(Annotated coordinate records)
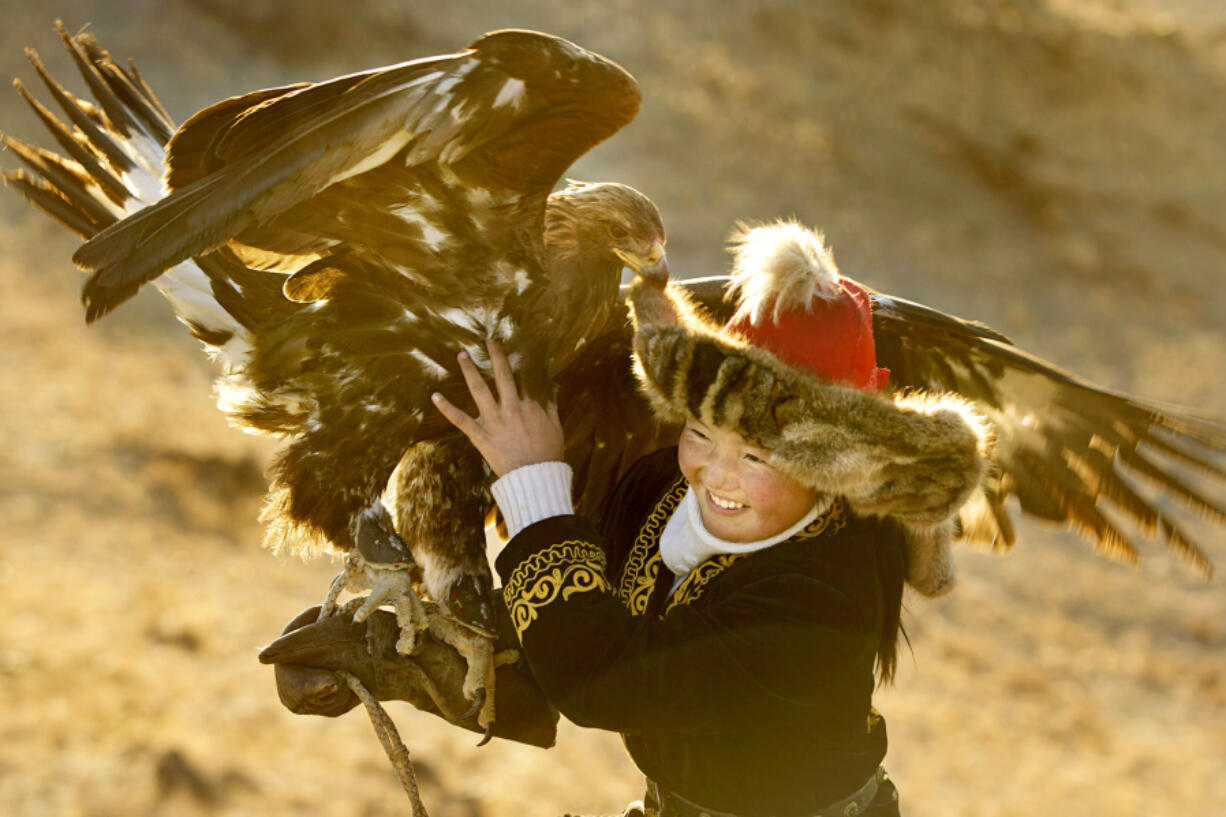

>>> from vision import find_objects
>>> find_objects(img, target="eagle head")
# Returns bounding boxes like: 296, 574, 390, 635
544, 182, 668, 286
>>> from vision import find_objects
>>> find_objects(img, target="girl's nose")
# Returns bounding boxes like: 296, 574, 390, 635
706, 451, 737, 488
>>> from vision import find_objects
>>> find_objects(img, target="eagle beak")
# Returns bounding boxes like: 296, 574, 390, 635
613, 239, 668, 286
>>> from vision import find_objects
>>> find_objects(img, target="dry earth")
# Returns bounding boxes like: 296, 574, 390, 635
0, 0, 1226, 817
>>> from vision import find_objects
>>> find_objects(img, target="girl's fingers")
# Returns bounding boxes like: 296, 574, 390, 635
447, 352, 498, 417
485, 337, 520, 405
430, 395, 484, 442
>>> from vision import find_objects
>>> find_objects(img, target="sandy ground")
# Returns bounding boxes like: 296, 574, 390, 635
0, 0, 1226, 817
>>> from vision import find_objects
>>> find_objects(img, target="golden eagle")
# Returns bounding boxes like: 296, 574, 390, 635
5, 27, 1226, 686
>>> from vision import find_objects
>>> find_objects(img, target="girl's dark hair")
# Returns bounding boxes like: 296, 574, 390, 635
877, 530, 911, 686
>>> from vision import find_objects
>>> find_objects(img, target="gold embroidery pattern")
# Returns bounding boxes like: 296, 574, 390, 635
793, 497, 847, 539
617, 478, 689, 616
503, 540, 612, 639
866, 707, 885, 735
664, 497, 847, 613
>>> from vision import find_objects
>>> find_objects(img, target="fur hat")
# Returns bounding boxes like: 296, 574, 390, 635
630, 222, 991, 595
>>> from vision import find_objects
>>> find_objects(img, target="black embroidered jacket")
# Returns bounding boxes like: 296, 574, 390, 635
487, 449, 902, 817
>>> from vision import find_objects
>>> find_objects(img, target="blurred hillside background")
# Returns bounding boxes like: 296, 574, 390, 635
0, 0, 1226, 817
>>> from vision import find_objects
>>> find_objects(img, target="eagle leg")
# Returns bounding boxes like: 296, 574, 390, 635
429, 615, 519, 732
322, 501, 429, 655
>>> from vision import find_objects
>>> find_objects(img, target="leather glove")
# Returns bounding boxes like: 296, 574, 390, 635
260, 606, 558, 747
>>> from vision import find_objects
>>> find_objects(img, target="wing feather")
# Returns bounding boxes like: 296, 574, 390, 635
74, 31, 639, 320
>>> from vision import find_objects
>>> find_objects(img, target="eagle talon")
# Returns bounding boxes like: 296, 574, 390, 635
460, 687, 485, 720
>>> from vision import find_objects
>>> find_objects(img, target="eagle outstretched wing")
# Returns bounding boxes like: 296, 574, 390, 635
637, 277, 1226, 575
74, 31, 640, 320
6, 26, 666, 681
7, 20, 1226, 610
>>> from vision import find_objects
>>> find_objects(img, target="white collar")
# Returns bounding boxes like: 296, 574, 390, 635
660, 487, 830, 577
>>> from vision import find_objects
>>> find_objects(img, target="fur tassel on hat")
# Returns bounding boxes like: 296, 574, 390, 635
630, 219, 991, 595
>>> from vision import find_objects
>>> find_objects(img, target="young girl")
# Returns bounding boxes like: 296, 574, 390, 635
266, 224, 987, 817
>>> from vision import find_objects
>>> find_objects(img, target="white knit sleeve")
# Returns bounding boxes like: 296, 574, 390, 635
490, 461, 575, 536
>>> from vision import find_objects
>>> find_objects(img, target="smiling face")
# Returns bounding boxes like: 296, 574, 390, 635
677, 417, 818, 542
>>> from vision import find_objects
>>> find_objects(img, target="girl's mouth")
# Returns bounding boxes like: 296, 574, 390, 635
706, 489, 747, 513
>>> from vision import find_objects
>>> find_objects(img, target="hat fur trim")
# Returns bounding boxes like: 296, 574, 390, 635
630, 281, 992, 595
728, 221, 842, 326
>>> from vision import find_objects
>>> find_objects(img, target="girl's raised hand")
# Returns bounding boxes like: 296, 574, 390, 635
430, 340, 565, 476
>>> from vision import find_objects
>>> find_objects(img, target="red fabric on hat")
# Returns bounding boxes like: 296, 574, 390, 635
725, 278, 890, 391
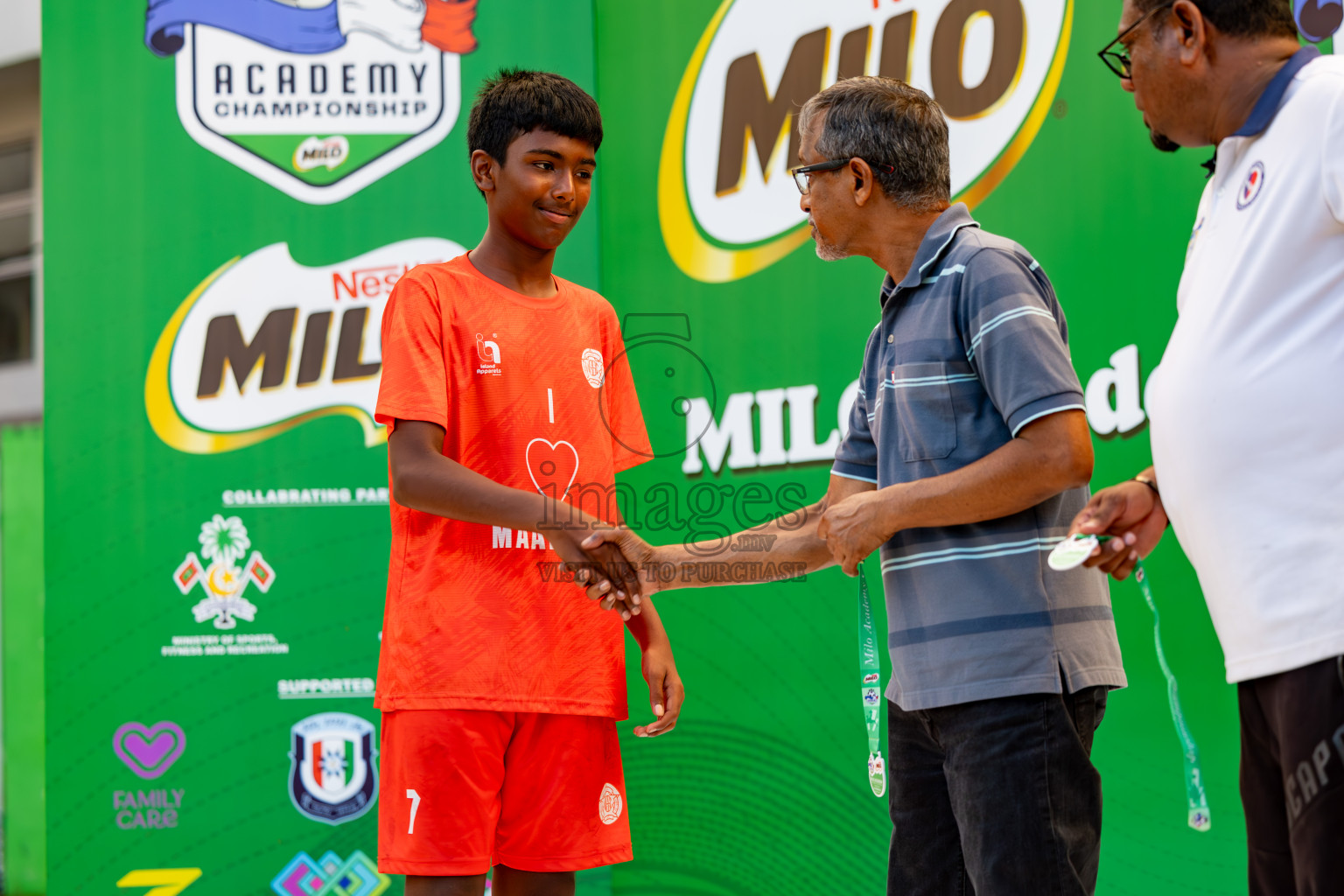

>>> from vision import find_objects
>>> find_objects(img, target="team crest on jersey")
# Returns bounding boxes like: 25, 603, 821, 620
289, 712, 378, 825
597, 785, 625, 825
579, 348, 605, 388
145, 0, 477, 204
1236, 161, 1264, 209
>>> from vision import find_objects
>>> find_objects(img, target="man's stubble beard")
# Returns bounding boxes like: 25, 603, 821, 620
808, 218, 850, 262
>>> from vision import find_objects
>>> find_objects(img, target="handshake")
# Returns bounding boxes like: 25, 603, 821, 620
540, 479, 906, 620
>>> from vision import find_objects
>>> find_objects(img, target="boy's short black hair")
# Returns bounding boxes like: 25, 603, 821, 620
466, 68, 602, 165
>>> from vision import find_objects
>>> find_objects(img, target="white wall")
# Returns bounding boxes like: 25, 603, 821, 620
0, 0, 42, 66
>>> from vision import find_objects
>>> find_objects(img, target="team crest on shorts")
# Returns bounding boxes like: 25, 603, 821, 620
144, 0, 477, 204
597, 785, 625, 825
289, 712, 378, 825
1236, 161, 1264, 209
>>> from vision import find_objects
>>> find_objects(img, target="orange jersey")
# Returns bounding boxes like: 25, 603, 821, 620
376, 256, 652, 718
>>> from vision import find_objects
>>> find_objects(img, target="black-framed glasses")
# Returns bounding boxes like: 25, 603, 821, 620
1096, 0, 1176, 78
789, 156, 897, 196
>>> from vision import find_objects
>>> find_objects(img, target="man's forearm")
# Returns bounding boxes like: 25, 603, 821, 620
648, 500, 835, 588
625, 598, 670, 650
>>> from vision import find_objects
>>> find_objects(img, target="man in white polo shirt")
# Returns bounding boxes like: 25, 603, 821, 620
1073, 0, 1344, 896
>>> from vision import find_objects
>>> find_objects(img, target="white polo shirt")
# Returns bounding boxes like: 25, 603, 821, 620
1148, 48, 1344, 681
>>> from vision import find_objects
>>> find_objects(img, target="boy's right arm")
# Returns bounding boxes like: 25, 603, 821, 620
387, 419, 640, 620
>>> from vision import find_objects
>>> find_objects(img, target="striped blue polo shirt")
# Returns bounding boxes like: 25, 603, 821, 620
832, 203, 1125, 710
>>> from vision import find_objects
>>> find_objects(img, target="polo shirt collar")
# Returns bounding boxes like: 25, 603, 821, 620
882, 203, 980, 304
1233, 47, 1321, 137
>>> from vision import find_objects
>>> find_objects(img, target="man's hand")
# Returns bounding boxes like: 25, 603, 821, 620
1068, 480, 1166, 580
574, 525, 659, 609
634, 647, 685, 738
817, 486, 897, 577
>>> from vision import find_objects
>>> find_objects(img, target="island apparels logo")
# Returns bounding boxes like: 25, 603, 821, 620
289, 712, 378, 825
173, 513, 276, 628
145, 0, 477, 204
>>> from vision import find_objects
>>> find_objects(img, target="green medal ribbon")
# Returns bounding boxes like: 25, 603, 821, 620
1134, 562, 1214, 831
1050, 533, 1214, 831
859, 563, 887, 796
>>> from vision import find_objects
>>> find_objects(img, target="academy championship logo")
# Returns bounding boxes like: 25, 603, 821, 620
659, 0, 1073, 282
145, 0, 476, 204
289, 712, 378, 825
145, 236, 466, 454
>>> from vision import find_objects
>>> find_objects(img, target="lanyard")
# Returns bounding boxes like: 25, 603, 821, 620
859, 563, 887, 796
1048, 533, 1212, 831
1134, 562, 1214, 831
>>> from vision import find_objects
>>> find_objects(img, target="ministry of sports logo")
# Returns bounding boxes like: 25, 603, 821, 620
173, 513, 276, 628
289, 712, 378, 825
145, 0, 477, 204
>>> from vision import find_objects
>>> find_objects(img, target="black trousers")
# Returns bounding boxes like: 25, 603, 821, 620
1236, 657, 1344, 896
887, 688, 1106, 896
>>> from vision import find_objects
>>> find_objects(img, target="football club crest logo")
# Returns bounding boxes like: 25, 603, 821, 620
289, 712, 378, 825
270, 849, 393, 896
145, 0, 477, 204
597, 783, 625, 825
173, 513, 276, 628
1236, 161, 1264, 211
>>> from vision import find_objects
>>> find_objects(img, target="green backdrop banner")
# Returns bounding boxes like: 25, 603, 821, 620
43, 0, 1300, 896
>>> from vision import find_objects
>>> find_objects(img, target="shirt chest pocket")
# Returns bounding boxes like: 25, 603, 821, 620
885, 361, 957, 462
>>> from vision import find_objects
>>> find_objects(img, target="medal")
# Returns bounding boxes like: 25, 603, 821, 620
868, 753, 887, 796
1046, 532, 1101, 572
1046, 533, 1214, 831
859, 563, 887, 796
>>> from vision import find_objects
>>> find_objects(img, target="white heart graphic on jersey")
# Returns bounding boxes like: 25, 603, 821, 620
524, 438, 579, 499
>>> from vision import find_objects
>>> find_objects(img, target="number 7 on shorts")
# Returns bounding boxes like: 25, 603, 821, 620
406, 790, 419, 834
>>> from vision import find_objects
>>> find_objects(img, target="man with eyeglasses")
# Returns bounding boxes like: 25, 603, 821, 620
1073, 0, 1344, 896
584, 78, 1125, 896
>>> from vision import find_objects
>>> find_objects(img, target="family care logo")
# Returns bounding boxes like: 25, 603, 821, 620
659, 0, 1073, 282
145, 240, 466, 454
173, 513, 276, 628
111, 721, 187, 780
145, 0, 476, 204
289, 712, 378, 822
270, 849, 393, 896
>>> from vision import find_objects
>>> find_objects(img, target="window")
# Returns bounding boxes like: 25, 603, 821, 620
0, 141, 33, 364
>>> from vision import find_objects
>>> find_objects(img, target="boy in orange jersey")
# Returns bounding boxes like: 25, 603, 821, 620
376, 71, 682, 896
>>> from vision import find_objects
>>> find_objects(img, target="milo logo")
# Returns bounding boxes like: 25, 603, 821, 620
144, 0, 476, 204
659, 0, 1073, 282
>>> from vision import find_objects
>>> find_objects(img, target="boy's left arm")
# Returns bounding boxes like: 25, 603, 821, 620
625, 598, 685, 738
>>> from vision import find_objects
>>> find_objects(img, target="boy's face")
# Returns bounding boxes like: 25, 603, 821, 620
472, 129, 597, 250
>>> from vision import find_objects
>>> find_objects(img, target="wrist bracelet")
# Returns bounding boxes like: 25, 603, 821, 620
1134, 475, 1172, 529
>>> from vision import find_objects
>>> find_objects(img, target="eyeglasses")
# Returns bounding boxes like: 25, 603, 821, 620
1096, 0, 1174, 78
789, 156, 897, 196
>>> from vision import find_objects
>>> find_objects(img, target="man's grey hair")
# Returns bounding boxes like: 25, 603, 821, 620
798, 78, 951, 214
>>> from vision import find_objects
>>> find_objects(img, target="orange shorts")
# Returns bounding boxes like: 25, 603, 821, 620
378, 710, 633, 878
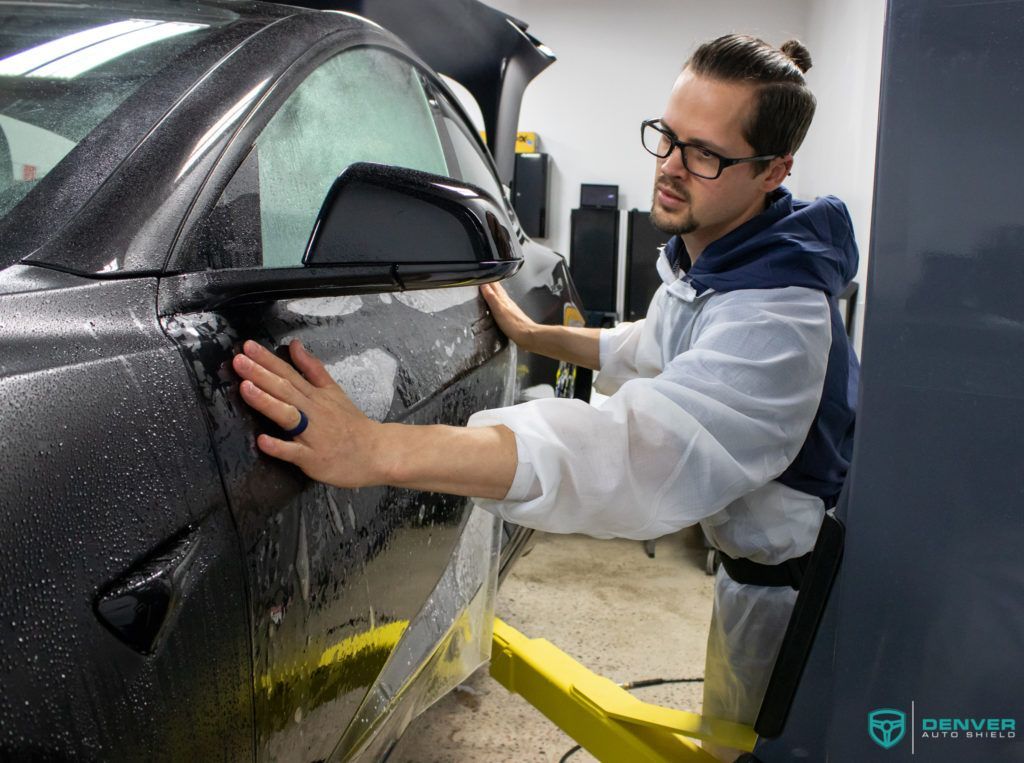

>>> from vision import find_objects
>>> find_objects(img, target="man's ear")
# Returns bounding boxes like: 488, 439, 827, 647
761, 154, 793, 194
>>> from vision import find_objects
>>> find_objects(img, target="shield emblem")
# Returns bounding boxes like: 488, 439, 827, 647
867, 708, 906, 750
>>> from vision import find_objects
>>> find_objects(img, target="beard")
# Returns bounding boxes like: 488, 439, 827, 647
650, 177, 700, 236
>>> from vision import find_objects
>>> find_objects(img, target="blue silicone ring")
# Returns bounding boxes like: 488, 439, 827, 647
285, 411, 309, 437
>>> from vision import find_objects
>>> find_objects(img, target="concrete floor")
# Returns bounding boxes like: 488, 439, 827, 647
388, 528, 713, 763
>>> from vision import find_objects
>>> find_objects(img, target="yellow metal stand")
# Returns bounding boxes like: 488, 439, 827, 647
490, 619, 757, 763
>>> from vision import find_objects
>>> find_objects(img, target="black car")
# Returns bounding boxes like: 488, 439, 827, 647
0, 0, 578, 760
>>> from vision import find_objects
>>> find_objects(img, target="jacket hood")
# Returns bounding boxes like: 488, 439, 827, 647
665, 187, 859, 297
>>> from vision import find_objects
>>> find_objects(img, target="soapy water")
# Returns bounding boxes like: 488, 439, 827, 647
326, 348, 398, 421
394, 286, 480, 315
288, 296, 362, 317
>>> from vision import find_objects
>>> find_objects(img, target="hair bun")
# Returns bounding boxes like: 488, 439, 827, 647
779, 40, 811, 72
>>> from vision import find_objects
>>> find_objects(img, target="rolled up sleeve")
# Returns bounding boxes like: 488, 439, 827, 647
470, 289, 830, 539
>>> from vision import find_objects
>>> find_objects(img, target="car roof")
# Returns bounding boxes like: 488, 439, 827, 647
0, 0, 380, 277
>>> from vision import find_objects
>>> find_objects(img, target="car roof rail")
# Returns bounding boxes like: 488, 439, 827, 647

STATED GOAL: Please print the stretch of the material from its start through the line containing "706, 451, 737, 488", leaving the pictures out of your answer.

SOLUTION BELOW:
>>> from vision import find_objects
>>> find_objects(img, target="eagle head")
# Returns bounding boxes like: 296, 574, 390, 635
544, 182, 668, 286
>>> from vision import find_objects
>>> find_objects(img, target="girl's nose")
# Returns bounding boxes like: 296, 574, 390, 635
706, 451, 737, 488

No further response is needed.